- _Source extract_
----------------

Problem solving means that the health worker sees a patient in a clinic or dispensary, gathers information about the complaints of the patient, develops hypotheses about possible diagnoses, and then tries with the help of more elaborate information of the patient- physical examination, laboratory tests- to confirm ( or reject ) the most likely explanation. Let us illustrate this with the following example:
Cecila, a 21-year old lady reports at a TB/leprosy clinic with complaint of cough, blood in sputum. She also tells that she has the feeling of weight loss the last 2 months
The task of the health worker is to determine the cause(s) of Cecila's problem. To do this the health worker has to interview Cecila about her problems and conduct a physical examination. The findings can then be used to make some preliminary diagnoses (hypotheses or explanations) about the possible cause of the illness. Maybe the health worker has pneumonia, TB, chronic bronchitis and maybe aids in this mind. Now the health worker decides to do some laboratory tests, and finds the existence of tubercle bacilli in the sputum smear. He decides that the likely diagnosis is tuberculosis and the lady requires a anti tubercles treatment. He prescribes rifampicine. To make sure he did not prescribes too much to the young lady he weights Cecila. The result was < 50kg. Thus he prescribes 450 (not 600) mg once daily.
Problem Based learning and Problem Solving
Problem solving or reasoning processes must be distinguished from Problem- Based learning. The example of Cecila makes this clear. The health worker is really diagnosing the problem of Cecila and he will manage the real problem in order to cure. In PBL problems often related to patients are offered to the students, not to solve these problems as we explained extensively in the introduction to PBL, but to formulate learning questions. The students have to use different sources like the library to get answers to these questions so that they can understand the problem better. In the last step of the six steps in Problem Based learning- synthesis- the students must show their understanding of the problem. But understanding of the problem, its possible causes, the kind of mechanisms involved in it, are not the same as solving the problem. In order to solve problems one needs first of all an understanding or insight into the patient's problem, which can be learned in PBL just as in traditional education. This understanding must then be applied in real situations, with real patients (or sophisticated simulations), employing all kind of (clinical ) skills, like history taking, physical examinations and laboratory tests. This means that problem solving is minimal or absent in the early stages of a course and becomes more and more important at the end of a curriculum.
The distinction between PBL and Problem Solving is important :many students and teachers are confused about this two concepts. Quite simply, the overriding goal of PBL is to develop students' ability to raise questions, to think and take initiative for their own learning so that they can be equipped to approach the problems that they will later meet in health and disease in the same way. In problem solving the goal is to use these insights in order to diagnose and treat real patients. That's why we talk about Problem-based learning and Problem-solving.
To understand the difference between the two concepts thoroughly, we will discuss first of all the rather technical matter of problem solving more elaborately. At the end of this chapter we will compare and contrast Problem Solving and Problem Solving in Table 11.

----------------

- _Entries supplied_
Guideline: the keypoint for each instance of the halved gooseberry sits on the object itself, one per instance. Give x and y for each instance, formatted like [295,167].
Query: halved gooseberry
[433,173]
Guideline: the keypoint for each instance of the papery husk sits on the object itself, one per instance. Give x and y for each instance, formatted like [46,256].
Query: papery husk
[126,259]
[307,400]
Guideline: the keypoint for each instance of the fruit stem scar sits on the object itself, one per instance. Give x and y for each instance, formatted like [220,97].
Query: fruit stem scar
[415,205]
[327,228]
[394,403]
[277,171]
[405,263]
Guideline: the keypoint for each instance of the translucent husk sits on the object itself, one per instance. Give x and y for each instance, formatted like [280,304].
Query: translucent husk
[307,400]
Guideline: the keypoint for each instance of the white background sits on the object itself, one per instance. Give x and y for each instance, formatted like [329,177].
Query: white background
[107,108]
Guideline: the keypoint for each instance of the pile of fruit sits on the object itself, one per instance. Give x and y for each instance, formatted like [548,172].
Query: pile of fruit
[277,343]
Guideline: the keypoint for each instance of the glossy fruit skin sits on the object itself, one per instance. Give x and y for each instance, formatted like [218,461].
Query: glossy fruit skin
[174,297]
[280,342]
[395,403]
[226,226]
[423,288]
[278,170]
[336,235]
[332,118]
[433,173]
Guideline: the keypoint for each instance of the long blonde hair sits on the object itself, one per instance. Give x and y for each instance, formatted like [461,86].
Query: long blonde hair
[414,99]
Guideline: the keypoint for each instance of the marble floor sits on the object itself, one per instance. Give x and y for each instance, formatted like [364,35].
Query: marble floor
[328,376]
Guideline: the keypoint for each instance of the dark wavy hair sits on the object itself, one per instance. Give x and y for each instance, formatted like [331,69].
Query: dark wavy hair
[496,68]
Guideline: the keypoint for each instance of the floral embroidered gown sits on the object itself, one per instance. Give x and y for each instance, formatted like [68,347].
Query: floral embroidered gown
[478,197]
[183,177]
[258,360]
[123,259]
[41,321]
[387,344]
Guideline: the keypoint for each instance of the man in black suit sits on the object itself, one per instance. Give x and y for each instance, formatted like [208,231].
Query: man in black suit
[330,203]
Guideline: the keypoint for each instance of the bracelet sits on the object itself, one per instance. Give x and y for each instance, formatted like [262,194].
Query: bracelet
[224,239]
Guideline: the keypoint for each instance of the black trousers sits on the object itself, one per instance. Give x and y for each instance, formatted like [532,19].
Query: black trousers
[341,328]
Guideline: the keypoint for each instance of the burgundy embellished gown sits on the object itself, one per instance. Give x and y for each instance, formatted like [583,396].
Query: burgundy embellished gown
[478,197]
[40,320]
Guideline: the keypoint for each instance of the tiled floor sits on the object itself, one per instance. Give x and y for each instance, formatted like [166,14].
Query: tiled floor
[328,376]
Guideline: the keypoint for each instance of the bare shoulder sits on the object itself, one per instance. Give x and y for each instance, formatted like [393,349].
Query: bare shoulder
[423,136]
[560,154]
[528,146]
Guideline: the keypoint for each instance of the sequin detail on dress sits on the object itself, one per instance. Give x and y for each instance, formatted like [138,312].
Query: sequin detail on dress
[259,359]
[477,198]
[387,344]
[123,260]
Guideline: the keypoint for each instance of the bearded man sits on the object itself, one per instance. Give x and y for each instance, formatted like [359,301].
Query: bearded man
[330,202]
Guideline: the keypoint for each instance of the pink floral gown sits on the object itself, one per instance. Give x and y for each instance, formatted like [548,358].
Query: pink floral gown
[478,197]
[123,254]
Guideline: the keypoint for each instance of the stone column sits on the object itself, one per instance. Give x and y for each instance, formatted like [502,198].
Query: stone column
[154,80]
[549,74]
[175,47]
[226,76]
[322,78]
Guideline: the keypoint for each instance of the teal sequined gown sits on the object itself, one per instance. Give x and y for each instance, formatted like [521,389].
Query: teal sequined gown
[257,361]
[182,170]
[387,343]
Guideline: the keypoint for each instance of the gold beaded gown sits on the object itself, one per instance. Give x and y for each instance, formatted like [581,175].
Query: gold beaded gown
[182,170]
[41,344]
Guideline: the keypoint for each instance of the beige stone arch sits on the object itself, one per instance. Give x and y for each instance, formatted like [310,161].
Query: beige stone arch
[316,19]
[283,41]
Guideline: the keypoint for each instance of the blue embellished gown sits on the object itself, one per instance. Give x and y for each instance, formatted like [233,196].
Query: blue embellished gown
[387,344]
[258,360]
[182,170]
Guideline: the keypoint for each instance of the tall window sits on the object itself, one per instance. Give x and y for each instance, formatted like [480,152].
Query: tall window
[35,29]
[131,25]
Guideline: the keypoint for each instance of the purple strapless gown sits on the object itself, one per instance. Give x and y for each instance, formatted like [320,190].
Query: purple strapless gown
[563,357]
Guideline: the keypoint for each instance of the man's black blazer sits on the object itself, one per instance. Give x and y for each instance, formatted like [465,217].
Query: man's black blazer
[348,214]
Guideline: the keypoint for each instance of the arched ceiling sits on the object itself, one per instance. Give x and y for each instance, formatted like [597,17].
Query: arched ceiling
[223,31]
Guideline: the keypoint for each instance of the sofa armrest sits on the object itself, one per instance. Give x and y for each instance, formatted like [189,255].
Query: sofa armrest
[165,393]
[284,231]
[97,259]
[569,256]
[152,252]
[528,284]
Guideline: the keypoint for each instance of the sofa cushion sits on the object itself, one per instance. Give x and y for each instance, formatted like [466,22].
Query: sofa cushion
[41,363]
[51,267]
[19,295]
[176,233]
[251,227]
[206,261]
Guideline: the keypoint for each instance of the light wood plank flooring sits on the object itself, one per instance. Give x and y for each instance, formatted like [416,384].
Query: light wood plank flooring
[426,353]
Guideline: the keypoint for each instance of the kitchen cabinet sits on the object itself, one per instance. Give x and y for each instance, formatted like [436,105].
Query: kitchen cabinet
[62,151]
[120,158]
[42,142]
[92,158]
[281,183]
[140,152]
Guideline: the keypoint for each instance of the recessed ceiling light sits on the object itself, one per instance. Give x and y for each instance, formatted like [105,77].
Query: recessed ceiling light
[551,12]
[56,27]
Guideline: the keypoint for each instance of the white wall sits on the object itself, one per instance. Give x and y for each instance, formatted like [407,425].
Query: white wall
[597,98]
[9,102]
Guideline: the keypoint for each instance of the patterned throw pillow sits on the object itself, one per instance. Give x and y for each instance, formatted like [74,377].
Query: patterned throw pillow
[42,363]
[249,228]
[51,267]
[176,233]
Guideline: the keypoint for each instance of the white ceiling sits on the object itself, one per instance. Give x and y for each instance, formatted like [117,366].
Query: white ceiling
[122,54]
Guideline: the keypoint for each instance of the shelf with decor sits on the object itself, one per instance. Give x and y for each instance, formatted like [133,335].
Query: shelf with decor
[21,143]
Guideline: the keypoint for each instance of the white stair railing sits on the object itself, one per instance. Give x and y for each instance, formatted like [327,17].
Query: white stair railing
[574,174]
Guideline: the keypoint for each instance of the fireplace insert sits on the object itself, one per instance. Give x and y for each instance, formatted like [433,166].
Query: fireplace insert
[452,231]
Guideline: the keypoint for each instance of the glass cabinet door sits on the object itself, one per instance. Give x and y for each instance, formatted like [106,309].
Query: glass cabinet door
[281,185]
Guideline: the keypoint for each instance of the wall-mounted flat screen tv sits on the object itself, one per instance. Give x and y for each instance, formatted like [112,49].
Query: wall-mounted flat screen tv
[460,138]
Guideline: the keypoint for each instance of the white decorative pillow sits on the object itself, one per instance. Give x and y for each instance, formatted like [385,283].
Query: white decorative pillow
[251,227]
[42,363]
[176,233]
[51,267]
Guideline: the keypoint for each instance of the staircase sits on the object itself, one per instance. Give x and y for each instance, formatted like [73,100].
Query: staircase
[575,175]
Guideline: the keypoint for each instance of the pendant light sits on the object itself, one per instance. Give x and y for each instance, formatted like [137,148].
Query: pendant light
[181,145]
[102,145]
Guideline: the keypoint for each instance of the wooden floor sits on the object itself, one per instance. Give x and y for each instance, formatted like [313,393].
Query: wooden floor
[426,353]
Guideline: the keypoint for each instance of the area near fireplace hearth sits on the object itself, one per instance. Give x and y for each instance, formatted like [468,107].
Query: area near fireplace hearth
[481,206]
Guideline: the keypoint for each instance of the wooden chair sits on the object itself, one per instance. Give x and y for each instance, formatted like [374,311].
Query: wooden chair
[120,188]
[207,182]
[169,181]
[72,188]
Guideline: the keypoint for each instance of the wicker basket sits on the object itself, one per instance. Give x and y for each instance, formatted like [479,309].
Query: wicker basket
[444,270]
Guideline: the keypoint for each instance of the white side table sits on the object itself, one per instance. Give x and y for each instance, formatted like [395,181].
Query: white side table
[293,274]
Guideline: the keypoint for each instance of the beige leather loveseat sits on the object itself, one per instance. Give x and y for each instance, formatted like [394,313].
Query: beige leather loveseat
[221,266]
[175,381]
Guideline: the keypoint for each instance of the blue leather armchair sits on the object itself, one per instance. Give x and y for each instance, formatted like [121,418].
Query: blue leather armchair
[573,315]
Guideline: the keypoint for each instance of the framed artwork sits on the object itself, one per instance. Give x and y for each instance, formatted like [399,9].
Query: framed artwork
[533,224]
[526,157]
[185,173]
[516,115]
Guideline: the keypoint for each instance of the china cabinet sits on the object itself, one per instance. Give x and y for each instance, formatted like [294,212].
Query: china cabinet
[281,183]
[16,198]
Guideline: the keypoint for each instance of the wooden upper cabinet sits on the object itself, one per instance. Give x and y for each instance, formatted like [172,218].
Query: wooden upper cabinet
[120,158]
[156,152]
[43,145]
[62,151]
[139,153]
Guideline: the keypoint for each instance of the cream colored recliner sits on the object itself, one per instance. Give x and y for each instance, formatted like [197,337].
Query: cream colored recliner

----------------

- _Work instructions_
a – List the clinical skills that the passage on problem solving and problem-based learning names as needed to apply understanding with real patients.
b – From the passage on problem solving and problem-based learning, reproduce word for word the stretch from "To understand the" through "in Table 11.".

- _Answers by item number_
a –
- history taking
- physical examinations
- laboratory tests

b –
To understand the difference between the two concepts thoroughly, we will discuss first of all the rather technical matter of problem solving more elaborately. At the end of this chapter we will compare and contrast Problem Solving and Problem Solving in Table 11.